# 実施する作業
(1) 呼吸管理の本文のうち、「具体例1:フェンタニルによる呼吸抑制」から「ないときは再挿管が必要です。」までを一字も変えずに書き写してください。
(2) 呼吸管理の本文で「TOFモニターを使用して」から始まる段落を、主な事実を残したまま箇条書きに直すこと。
(3) 呼吸管理の本文を、最後の文のあとから書き継ぐこと。

# 確認用の本文
リカバリーや急変時の呼吸管理2

気道

具体例1:フェンタニルによる呼吸抑制

持続フェンタニルを使用してしっかりと鎮痛できたときが逆に注意です。移動中にマスクの曇り具合で呼吸数を確認しつつ、曇らない時は声をかけて自発呼吸を促しましょう。フェンタニルが効いているとやや縮瞳します。フレイルや認知症、睡眠時無呼吸症候群ではフェンタニルが効きやすいです。

具体例2:再クラーレ

TOFモニターを使用して適正なスガマデクス(商品名ブリディオン)でリバースすれば安全ですが、リバースの量が足りないと抜管時は良いもののちょうど帰室するくらい(リバースから20分後)に再クラーレといって体内の残存ロクロニウムが血中に戻り効果を発揮してしまうことがあります。簡単にいえば舌根沈下して気道が保てなくなり、ひどいと横隔膜の動きも悪くなります。気道確保しつつ、バッグバルブマスクで補助換気をしましょう。うまく補助換気ができない、または補助換気しつづけなければならないときは再挿管が必要です。

# 提供データ
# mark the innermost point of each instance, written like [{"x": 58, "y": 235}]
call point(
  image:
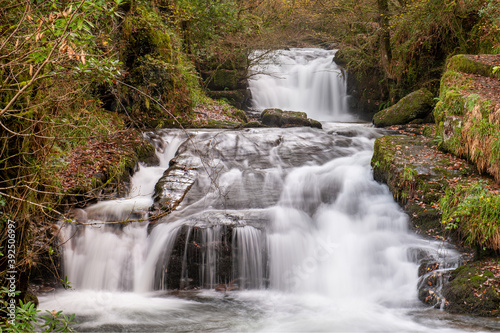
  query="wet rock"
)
[
  {"x": 280, "y": 118},
  {"x": 292, "y": 118},
  {"x": 176, "y": 181},
  {"x": 272, "y": 117},
  {"x": 416, "y": 105}
]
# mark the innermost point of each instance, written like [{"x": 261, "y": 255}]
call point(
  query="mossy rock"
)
[
  {"x": 280, "y": 118},
  {"x": 416, "y": 105},
  {"x": 294, "y": 118},
  {"x": 240, "y": 114},
  {"x": 272, "y": 117},
  {"x": 473, "y": 289},
  {"x": 417, "y": 175},
  {"x": 222, "y": 124},
  {"x": 222, "y": 79},
  {"x": 471, "y": 64},
  {"x": 253, "y": 124},
  {"x": 236, "y": 98}
]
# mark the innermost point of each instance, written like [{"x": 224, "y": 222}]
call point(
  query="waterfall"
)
[
  {"x": 280, "y": 229},
  {"x": 306, "y": 80}
]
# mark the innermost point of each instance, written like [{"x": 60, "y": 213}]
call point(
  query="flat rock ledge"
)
[{"x": 280, "y": 118}]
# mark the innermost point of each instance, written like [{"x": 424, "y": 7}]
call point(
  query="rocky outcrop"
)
[
  {"x": 474, "y": 289},
  {"x": 280, "y": 118},
  {"x": 417, "y": 105},
  {"x": 418, "y": 175},
  {"x": 445, "y": 198}
]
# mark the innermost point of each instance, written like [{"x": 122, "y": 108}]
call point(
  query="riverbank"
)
[{"x": 445, "y": 176}]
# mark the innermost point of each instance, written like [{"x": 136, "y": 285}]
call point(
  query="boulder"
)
[
  {"x": 474, "y": 289},
  {"x": 416, "y": 105},
  {"x": 280, "y": 118},
  {"x": 272, "y": 117}
]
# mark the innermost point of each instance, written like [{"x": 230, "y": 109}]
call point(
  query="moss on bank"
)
[
  {"x": 468, "y": 115},
  {"x": 474, "y": 289}
]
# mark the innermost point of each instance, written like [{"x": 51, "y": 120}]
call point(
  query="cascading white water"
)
[
  {"x": 292, "y": 217},
  {"x": 306, "y": 80}
]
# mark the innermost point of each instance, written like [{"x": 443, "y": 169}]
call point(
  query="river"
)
[{"x": 279, "y": 230}]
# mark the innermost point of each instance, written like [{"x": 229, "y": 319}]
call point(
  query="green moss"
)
[
  {"x": 416, "y": 105},
  {"x": 474, "y": 211},
  {"x": 467, "y": 64},
  {"x": 470, "y": 290}
]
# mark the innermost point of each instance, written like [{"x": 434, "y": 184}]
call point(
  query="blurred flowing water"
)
[{"x": 281, "y": 230}]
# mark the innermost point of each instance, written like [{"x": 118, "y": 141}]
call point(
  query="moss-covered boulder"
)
[
  {"x": 416, "y": 105},
  {"x": 280, "y": 118},
  {"x": 474, "y": 288},
  {"x": 272, "y": 117},
  {"x": 480, "y": 64},
  {"x": 161, "y": 82},
  {"x": 222, "y": 79},
  {"x": 237, "y": 98},
  {"x": 293, "y": 118}
]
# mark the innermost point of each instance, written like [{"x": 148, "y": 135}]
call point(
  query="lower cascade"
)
[{"x": 271, "y": 229}]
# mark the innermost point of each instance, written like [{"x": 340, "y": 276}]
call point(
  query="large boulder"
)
[{"x": 416, "y": 105}]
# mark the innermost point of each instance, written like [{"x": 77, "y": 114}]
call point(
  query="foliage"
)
[
  {"x": 27, "y": 318},
  {"x": 53, "y": 54},
  {"x": 474, "y": 211}
]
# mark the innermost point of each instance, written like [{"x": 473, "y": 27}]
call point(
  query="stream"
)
[{"x": 276, "y": 229}]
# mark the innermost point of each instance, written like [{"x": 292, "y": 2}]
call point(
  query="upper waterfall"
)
[{"x": 306, "y": 80}]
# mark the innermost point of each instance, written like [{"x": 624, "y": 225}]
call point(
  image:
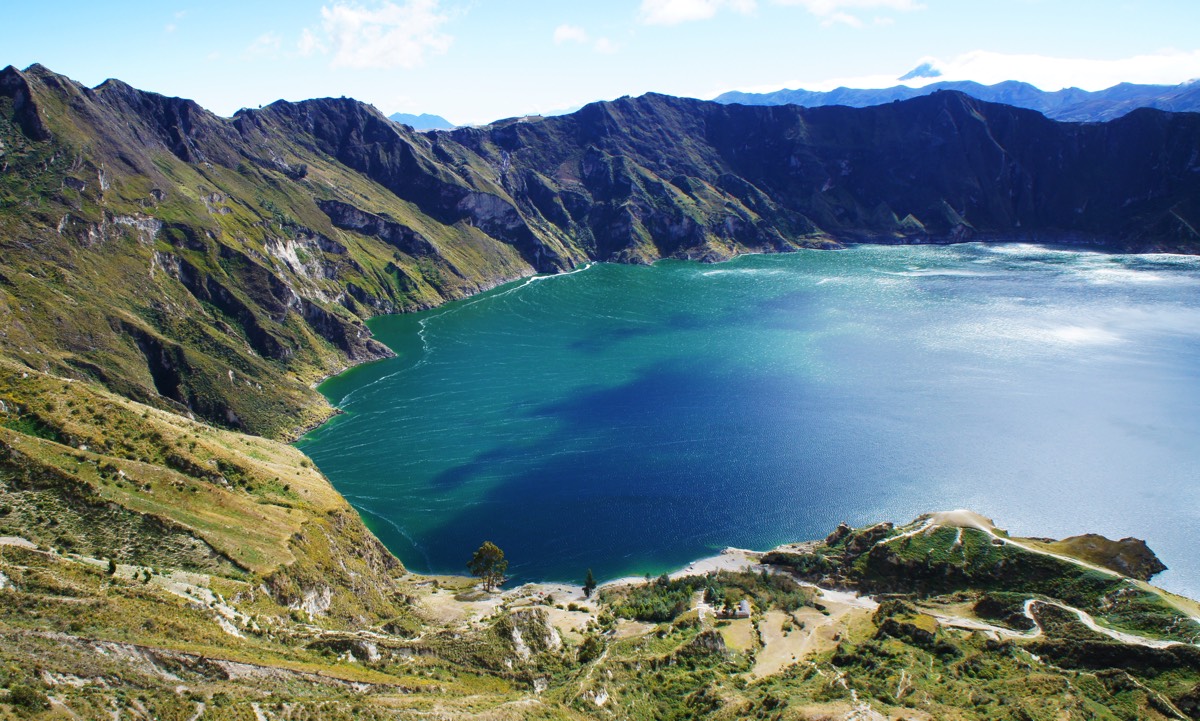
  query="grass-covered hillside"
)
[
  {"x": 173, "y": 284},
  {"x": 219, "y": 266}
]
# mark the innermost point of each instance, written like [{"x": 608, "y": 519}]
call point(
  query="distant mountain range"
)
[
  {"x": 1069, "y": 104},
  {"x": 424, "y": 121}
]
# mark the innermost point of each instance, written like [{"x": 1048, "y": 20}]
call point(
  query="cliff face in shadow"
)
[{"x": 219, "y": 266}]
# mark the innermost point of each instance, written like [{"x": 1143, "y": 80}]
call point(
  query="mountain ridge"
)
[
  {"x": 172, "y": 282},
  {"x": 1069, "y": 104}
]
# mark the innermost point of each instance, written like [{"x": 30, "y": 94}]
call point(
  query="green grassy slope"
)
[{"x": 173, "y": 283}]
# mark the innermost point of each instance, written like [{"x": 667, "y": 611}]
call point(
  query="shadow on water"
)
[{"x": 636, "y": 476}]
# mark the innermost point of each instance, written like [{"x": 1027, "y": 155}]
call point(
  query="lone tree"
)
[{"x": 489, "y": 564}]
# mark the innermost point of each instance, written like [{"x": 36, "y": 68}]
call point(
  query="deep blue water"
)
[{"x": 631, "y": 419}]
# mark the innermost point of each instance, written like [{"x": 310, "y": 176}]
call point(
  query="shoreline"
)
[{"x": 1068, "y": 242}]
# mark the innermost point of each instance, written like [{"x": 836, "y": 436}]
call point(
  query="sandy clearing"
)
[
  {"x": 730, "y": 559},
  {"x": 739, "y": 635},
  {"x": 780, "y": 649}
]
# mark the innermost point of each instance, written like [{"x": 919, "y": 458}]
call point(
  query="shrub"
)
[{"x": 28, "y": 698}]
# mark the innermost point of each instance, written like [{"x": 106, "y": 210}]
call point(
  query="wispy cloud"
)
[
  {"x": 840, "y": 12},
  {"x": 1047, "y": 72},
  {"x": 564, "y": 34},
  {"x": 831, "y": 12},
  {"x": 605, "y": 46},
  {"x": 576, "y": 35},
  {"x": 267, "y": 44},
  {"x": 381, "y": 36},
  {"x": 672, "y": 12}
]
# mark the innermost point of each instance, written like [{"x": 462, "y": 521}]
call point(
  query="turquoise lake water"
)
[{"x": 631, "y": 419}]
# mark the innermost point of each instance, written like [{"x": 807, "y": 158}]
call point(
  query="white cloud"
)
[
  {"x": 1168, "y": 67},
  {"x": 672, "y": 12},
  {"x": 829, "y": 7},
  {"x": 833, "y": 12},
  {"x": 603, "y": 44},
  {"x": 310, "y": 43},
  {"x": 570, "y": 34},
  {"x": 1050, "y": 73},
  {"x": 843, "y": 18},
  {"x": 387, "y": 35},
  {"x": 265, "y": 46},
  {"x": 173, "y": 26}
]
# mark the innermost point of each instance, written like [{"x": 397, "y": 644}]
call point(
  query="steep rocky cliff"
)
[{"x": 219, "y": 266}]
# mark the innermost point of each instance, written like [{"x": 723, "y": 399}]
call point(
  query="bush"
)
[{"x": 28, "y": 698}]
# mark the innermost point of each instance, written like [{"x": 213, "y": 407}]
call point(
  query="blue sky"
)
[{"x": 480, "y": 60}]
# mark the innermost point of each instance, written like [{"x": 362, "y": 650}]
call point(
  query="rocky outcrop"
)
[{"x": 291, "y": 224}]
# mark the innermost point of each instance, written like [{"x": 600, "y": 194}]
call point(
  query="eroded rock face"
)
[
  {"x": 401, "y": 236},
  {"x": 273, "y": 253},
  {"x": 1128, "y": 557}
]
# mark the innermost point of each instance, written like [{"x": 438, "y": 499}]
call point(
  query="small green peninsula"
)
[
  {"x": 174, "y": 283},
  {"x": 132, "y": 583}
]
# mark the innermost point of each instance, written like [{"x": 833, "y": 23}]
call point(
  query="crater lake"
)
[{"x": 631, "y": 419}]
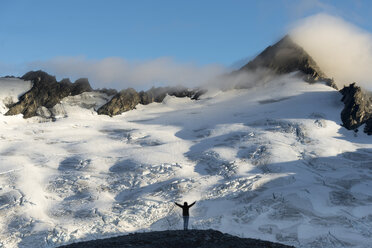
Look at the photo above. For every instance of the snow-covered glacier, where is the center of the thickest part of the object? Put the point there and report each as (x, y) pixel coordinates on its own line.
(270, 162)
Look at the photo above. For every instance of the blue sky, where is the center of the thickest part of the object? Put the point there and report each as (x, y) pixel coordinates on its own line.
(200, 32)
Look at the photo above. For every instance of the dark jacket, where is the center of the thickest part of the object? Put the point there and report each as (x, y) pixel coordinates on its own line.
(185, 208)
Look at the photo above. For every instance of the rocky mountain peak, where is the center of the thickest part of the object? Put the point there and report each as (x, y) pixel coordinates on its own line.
(285, 57)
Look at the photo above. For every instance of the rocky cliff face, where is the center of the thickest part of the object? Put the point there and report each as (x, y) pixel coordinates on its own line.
(165, 239)
(127, 99)
(358, 108)
(46, 92)
(285, 57)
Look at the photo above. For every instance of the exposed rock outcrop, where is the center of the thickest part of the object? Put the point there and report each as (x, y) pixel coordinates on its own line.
(46, 92)
(285, 57)
(170, 239)
(128, 99)
(358, 108)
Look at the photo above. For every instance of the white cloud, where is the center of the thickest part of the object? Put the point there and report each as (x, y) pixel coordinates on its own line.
(119, 73)
(342, 50)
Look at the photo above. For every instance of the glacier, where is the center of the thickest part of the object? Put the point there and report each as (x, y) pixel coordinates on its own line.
(270, 162)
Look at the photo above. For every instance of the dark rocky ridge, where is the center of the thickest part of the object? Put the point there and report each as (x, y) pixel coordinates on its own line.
(128, 99)
(170, 239)
(46, 92)
(358, 108)
(285, 57)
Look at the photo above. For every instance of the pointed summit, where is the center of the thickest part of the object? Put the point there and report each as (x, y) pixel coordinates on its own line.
(285, 57)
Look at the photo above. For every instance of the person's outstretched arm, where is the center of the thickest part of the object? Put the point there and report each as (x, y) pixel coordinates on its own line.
(178, 205)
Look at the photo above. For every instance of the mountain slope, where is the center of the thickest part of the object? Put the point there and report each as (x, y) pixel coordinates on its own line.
(269, 163)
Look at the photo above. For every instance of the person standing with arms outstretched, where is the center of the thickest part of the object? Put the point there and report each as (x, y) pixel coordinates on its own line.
(185, 213)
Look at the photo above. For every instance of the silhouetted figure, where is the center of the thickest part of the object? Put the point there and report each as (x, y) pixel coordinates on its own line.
(185, 213)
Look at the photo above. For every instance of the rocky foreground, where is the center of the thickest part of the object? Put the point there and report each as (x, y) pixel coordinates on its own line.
(164, 239)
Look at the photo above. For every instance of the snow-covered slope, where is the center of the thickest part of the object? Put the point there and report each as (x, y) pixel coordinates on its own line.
(271, 162)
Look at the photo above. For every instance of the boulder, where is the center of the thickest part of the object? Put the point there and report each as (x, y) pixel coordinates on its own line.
(358, 108)
(128, 99)
(168, 239)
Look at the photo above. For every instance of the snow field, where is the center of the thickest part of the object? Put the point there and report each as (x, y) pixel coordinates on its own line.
(271, 162)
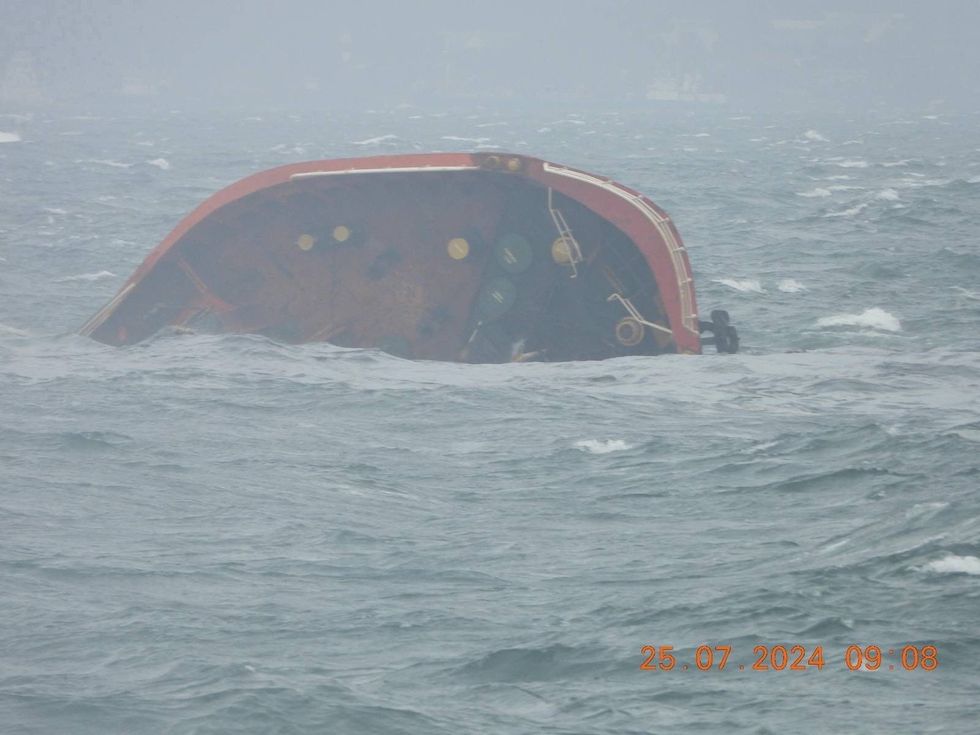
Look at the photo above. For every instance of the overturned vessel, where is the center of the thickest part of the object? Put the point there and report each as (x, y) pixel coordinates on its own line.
(482, 257)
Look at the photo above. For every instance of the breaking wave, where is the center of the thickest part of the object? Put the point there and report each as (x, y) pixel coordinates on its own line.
(857, 209)
(596, 446)
(791, 285)
(105, 162)
(86, 277)
(375, 141)
(745, 284)
(873, 318)
(953, 564)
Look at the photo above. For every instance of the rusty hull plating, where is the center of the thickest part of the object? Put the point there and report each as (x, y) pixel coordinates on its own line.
(448, 256)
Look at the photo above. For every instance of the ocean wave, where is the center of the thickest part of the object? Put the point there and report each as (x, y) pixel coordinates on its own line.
(874, 318)
(596, 446)
(105, 162)
(791, 285)
(857, 209)
(745, 284)
(86, 277)
(375, 141)
(953, 564)
(14, 331)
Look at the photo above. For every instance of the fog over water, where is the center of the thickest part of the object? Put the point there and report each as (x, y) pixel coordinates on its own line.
(778, 55)
(223, 533)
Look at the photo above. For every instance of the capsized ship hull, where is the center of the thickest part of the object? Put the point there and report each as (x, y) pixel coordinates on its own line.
(446, 256)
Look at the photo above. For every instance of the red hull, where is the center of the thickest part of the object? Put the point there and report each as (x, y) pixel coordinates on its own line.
(369, 252)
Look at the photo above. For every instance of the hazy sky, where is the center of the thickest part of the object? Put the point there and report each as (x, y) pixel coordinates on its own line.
(789, 54)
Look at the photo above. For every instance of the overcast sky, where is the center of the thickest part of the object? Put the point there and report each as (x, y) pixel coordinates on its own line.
(778, 55)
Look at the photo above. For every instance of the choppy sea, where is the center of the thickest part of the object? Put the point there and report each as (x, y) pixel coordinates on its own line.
(216, 534)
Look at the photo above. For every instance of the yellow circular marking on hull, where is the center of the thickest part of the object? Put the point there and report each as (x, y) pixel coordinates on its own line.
(560, 252)
(629, 332)
(458, 248)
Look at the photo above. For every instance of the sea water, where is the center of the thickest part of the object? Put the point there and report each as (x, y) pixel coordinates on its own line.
(213, 534)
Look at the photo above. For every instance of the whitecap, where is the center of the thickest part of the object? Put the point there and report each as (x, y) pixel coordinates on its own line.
(744, 284)
(874, 318)
(596, 446)
(848, 212)
(953, 564)
(87, 277)
(791, 285)
(105, 162)
(4, 329)
(375, 141)
(465, 140)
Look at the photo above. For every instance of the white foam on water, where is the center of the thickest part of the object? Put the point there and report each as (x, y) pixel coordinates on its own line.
(87, 277)
(744, 285)
(105, 162)
(965, 293)
(791, 285)
(953, 564)
(848, 212)
(874, 318)
(5, 329)
(596, 446)
(375, 141)
(465, 140)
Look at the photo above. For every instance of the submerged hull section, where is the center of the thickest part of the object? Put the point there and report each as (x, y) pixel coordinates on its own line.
(460, 257)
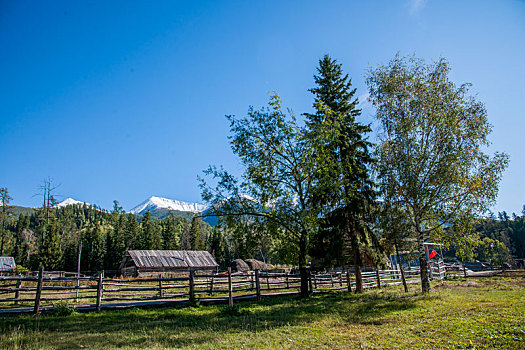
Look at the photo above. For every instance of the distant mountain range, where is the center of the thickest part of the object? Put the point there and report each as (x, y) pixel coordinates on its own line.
(153, 203)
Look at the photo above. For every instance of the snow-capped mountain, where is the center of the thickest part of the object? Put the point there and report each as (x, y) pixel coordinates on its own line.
(153, 203)
(69, 201)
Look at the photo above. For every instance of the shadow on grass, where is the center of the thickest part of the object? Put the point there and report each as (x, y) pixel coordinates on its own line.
(177, 327)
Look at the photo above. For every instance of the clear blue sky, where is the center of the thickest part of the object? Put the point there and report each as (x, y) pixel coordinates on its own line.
(126, 99)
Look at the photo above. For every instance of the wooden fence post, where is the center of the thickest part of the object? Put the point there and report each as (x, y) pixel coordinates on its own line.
(18, 286)
(230, 288)
(348, 281)
(99, 291)
(310, 281)
(257, 285)
(36, 310)
(192, 286)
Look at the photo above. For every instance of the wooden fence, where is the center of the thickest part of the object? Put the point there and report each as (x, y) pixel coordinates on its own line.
(44, 290)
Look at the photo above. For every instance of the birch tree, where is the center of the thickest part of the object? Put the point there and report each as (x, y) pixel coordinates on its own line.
(432, 158)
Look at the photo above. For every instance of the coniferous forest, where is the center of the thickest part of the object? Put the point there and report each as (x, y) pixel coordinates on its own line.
(315, 191)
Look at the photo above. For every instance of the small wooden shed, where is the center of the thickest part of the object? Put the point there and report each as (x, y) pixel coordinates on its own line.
(137, 262)
(7, 264)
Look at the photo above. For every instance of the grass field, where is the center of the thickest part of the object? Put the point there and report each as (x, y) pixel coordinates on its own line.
(464, 314)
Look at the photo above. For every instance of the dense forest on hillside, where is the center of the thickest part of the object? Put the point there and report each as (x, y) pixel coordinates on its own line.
(107, 235)
(315, 190)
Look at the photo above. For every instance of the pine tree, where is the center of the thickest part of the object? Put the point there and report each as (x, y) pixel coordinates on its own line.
(217, 246)
(344, 186)
(146, 236)
(4, 217)
(196, 242)
(170, 235)
(185, 238)
(50, 252)
(131, 233)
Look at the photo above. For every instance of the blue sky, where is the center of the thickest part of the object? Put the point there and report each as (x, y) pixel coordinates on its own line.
(126, 99)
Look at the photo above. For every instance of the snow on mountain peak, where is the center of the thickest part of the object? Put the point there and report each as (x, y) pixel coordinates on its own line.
(154, 202)
(69, 201)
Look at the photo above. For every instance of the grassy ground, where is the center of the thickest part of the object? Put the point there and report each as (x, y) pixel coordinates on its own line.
(480, 313)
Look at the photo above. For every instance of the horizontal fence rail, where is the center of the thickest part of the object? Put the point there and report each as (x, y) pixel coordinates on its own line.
(44, 289)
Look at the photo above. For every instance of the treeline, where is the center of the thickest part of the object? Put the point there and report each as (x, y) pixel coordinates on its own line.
(52, 236)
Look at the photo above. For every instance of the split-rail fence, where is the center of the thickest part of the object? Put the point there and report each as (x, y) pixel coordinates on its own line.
(44, 290)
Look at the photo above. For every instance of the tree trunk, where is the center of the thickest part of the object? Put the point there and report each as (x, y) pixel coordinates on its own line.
(423, 263)
(357, 264)
(302, 265)
(358, 275)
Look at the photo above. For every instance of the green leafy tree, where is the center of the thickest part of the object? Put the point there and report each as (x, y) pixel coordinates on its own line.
(430, 152)
(343, 185)
(217, 247)
(276, 191)
(5, 214)
(131, 234)
(94, 249)
(196, 241)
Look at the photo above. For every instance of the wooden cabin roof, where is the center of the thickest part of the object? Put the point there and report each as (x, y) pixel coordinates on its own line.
(172, 259)
(7, 263)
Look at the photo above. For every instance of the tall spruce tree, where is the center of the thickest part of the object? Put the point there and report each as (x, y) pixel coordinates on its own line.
(344, 187)
(5, 213)
(170, 234)
(196, 241)
(50, 252)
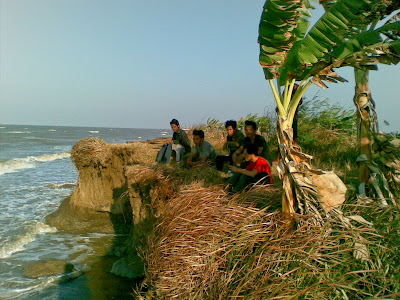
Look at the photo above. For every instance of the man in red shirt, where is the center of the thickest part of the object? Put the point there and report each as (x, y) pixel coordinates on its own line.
(257, 169)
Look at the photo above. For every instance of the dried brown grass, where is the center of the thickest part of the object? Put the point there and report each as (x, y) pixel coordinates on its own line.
(208, 245)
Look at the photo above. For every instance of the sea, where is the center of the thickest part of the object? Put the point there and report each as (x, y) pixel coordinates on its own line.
(36, 174)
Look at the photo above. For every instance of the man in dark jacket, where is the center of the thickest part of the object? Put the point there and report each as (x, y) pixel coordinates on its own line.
(180, 143)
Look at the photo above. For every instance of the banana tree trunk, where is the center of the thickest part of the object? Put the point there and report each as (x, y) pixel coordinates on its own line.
(365, 118)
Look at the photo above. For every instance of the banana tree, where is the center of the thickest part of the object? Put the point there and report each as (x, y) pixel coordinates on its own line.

# 回答
(1)
具体例1:フェンタニルによる呼吸抑制

持続フェンタニルを使用してしっかりと鎮痛できたときが逆に注意です。移動中にマスクの曇り具合で呼吸数を確認しつつ、曇らない時は声をかけて自発呼吸を促しましょう。フェンタニルが効いているとやや縮瞳します。フレイルや認知症、睡眠時無呼吸症候群ではフェンタニルが効きやすいです。

具体例2:再クラーレ

TOFモニターを使用して適正なスガマデクス(商品名ブリディオン)でリバースすれば安全ですが、リバースの量が足りないと抜管時は良いもののちょうど帰室するくらい(リバースから20分後)に再クラーレといって体内の残存ロクロニウムが血中に戻り効果を発揮してしまうことがあります。簡単にいえば舌根沈下して気道が保てなくなり、ひどいと横隔膜の動きも悪くなります。気道確保しつつ、バッグバルブマスクで補助換気をしましょう。うまく補助換気ができない、または補助換気しつづけなければならないときは再挿管が必要です。

(2)
- TOFモニターを使って適正なスガマデクス(商品名ブリディオン)でリバースすれば安全である。
- リバースの量が足りないと、抜管時は良くても、帰室するくらい(リバースから20分後)に再クラーレが起こることがある。
- 再クラーレでは、体内の残存ロクロニウムが血中に戻って効果を発揮する。
- 舌根沈下で気道が保てなくなり、ひどいと横隔膜の動きも悪くなる。
- 気道確保しつつ、バッグバルブマスクで補助換気を行う。
- 補助換気がうまくできない、または続けなければならない場合は再挿管が必要である。

(3)
具体例3:アナフィラキシー

これはとくにスガマデクス(ブリディオン)に伴うことが多いです。厳密には遅発性もありうるので、それまでに使用した全ての薬剤が被疑薬となります。症状はショックがメインのこともありますし、Strider(吸気の喘鳴)やWheezes(呼気のヒューヒュー)などの気道がメインのこともあります。筆者の場合ははどちらも起きました。帰室時にSPO2や血圧が測定不能な場合は、待つのではなくすぐに脈を触り意識レベルを確認しましょう。酸素をリザーバー10Lに上げつつ、ショックであればアドレナリン0.3mg(1/3筒)筋注です。人を集めましょう。

具体例4:喘息発作

普通の呼吸ではWheezesを聴取しなくても深呼吸で聴取する場合があり、つまりうまく聞こえなくても喘息既往があれば喘息発作を疑ってください。SPO2:93%以上を目標にまずは吸入酸素濃度を上げ、メプチンを吸入してもらいましょう。全然呼吸できないときはアドレナリン0.3mg皮下注(なぜか呼吸器学会は皮下注と書いてます、理由は調べてもわかりませんでした。)です。根本治療のためにステロイドも投与していきましょう。